_SET EXERCISE_. Please pick out every line in the listing below that contains the word "Where", and copy each of those lines.

_GIVEN DATA_.
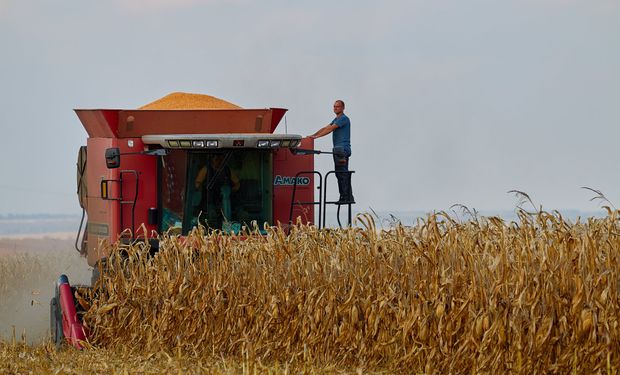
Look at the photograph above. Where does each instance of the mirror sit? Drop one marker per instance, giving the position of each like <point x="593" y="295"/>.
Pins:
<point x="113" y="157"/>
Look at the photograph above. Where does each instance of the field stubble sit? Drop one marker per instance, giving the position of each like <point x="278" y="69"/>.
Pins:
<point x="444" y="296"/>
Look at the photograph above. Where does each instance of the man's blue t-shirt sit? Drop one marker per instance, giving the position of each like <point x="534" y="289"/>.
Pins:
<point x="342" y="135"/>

* * *

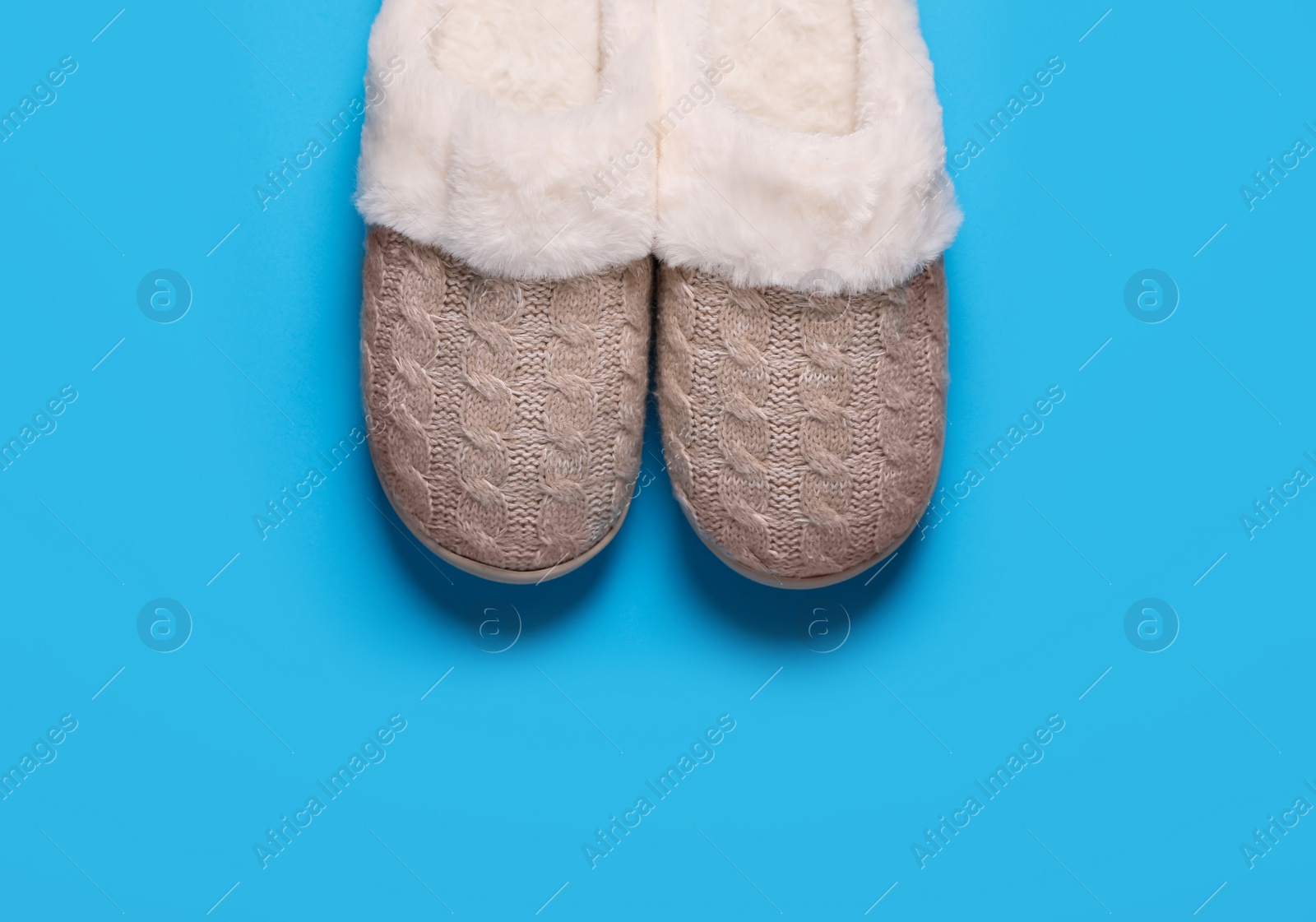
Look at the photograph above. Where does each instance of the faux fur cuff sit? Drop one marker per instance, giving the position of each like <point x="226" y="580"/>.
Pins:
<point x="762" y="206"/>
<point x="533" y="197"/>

==

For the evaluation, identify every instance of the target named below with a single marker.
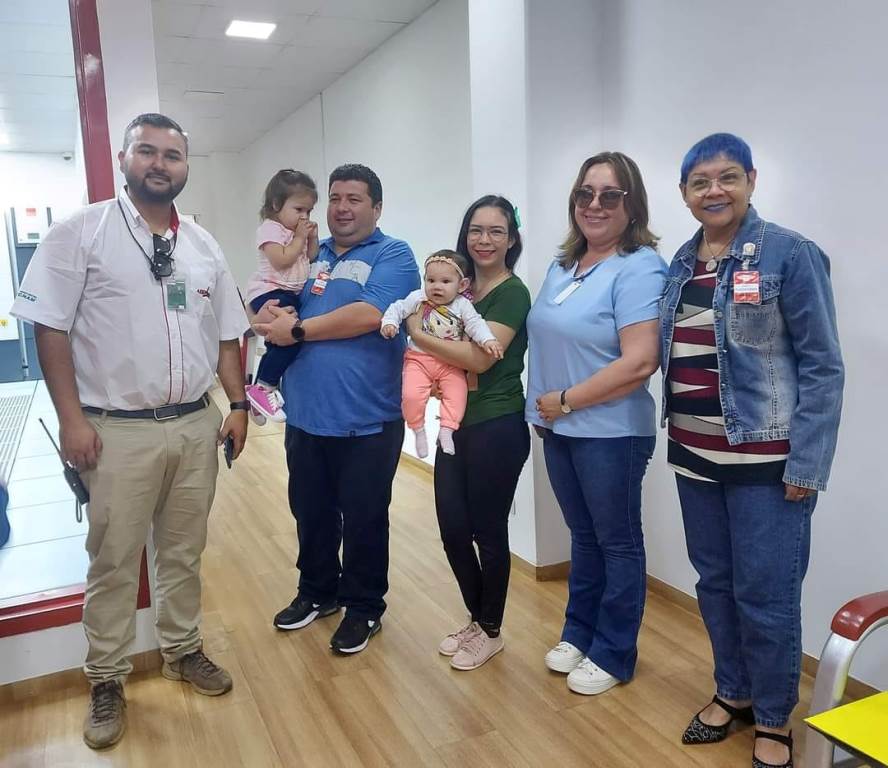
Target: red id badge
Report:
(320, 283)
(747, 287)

_COMPLETE ANSWER_.
Look at the photograph above. Where does each instance of the mirror sit? Drop one marker per instance, giving the position of each like <point x="593" y="295"/>.
Look at the photograph above. Where does each instance of the field stubble sit? Drop one marker per instance, giving the position of each like <point x="278" y="69"/>.
Look at the photograph above. Where does each instance of the man's blue t-shirt sit? Drop one marker per instance, giving the position of each like <point x="534" y="289"/>.
Look at the photograph above. Where does each instance of the faux fur cuff sit? Drop one marker per instance, giving the position of each like <point x="226" y="580"/>.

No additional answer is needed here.